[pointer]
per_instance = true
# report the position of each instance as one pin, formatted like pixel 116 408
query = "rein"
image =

...

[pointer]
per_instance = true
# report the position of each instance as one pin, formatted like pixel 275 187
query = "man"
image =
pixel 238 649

■ Task details: Report every line of the items above that contains the word "each", copying those lines in full.

■ Expected answer:
# report the position of each instance as one pin, formatted like pixel 116 408
# report the position of each instance as one pin, formatted like pixel 275 187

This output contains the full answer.